Print the stretch of the records from the line containing "Each instance receives exactly one keypoint. Tag the window" through the end of the records, reproducing every line verbatim.

» Saved entries
* START *
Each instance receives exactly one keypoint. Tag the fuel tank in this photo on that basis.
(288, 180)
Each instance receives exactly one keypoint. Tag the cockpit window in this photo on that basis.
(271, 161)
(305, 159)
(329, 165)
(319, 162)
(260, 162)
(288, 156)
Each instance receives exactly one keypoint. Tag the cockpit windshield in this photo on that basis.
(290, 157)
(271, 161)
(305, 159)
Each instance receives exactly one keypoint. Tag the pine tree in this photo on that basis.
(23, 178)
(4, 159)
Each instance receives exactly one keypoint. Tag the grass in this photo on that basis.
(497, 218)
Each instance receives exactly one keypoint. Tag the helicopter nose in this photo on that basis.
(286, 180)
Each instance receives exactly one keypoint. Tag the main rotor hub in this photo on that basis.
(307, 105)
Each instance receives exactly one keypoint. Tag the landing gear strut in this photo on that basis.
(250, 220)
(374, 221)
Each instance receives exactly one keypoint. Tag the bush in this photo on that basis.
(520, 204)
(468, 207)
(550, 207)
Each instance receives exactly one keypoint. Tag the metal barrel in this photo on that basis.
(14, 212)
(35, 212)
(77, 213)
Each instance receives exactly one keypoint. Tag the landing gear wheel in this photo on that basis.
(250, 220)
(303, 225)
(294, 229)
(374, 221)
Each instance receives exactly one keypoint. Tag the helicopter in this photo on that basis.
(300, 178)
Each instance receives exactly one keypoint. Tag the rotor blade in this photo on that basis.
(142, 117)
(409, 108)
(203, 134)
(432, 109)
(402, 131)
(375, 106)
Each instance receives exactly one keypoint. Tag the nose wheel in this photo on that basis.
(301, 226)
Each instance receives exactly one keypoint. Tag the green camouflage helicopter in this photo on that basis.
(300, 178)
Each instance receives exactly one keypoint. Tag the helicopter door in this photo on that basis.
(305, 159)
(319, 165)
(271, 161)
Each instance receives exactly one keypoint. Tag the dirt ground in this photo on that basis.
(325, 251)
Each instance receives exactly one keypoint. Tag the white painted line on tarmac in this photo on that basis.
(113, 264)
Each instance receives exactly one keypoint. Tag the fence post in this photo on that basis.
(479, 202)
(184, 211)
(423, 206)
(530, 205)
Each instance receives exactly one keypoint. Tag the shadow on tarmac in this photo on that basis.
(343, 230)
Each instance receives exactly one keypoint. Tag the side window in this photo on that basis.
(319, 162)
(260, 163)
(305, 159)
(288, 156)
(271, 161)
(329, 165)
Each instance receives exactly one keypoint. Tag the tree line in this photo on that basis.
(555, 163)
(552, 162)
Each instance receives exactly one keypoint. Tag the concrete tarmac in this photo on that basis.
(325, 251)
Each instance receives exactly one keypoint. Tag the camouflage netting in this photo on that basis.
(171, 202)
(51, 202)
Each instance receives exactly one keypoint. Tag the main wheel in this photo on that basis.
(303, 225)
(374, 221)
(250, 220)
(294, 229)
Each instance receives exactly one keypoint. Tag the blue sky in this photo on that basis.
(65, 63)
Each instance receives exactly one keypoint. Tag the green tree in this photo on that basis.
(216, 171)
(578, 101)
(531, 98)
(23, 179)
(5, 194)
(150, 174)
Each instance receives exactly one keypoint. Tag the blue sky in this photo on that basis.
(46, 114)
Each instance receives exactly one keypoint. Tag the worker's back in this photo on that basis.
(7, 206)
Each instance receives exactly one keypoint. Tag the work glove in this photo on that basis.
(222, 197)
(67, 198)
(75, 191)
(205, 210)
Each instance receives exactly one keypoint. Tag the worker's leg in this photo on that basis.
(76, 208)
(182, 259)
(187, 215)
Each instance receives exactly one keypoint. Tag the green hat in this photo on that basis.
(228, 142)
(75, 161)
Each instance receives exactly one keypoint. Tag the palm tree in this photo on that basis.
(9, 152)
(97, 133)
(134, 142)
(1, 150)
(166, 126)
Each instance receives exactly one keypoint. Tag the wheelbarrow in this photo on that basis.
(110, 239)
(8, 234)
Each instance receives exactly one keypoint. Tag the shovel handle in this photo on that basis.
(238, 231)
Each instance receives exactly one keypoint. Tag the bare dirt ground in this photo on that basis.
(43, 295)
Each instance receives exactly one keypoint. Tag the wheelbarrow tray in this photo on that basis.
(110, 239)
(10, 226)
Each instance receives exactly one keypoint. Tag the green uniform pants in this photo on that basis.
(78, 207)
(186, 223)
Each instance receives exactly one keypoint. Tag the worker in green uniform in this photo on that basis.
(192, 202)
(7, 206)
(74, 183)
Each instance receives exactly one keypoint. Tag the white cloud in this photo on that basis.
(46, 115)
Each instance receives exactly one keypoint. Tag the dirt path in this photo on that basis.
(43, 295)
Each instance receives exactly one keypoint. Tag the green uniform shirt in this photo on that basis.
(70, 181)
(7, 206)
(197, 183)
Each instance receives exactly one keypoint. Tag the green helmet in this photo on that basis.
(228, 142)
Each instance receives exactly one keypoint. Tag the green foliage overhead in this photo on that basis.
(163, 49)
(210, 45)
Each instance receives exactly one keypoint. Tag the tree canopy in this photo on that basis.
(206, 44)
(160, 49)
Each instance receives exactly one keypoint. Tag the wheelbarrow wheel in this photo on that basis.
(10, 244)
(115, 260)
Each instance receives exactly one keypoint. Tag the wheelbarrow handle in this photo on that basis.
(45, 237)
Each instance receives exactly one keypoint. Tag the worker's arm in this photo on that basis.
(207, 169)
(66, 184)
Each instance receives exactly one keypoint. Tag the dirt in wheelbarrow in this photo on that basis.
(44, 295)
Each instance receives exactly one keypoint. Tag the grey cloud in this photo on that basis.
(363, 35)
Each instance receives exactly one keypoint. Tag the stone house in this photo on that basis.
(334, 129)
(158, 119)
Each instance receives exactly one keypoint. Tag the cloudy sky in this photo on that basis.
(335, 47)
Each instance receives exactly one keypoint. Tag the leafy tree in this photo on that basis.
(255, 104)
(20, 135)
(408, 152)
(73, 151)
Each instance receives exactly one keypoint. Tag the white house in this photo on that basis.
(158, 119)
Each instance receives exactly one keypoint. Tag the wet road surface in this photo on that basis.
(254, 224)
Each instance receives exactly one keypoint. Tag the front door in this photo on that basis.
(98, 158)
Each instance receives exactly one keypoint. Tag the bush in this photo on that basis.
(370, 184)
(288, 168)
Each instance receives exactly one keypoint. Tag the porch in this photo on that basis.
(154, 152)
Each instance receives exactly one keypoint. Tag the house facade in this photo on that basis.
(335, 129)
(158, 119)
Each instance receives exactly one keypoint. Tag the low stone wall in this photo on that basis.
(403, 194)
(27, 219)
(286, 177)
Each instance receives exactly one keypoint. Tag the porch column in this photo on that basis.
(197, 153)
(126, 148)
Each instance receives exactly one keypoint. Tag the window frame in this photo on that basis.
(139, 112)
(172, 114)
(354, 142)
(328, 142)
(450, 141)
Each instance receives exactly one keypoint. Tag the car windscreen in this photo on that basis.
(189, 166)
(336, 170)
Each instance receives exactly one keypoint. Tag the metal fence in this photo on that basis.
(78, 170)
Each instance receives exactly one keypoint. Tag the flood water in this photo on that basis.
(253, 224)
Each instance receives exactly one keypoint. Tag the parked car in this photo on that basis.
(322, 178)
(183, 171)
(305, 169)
* END *
» SOLUTION BELOW
Each instance receives exactly one keypoint. Tag the window frame in this photo on that basis.
(139, 112)
(172, 114)
(354, 142)
(328, 142)
(450, 141)
Each instance receives exactly one keypoint. Tag the car windscreen in this photo on that basis.
(189, 166)
(336, 170)
Each instance receives exactly one keypoint. Tag the metal fence in this photo on that basis.
(78, 170)
Each instance receives exactly one keypoint. Tag the flood water in this photo on that basis.
(253, 224)
Each instance receives exactly one keypoint. Tag the parked car in this photo on that basis.
(322, 178)
(183, 171)
(305, 169)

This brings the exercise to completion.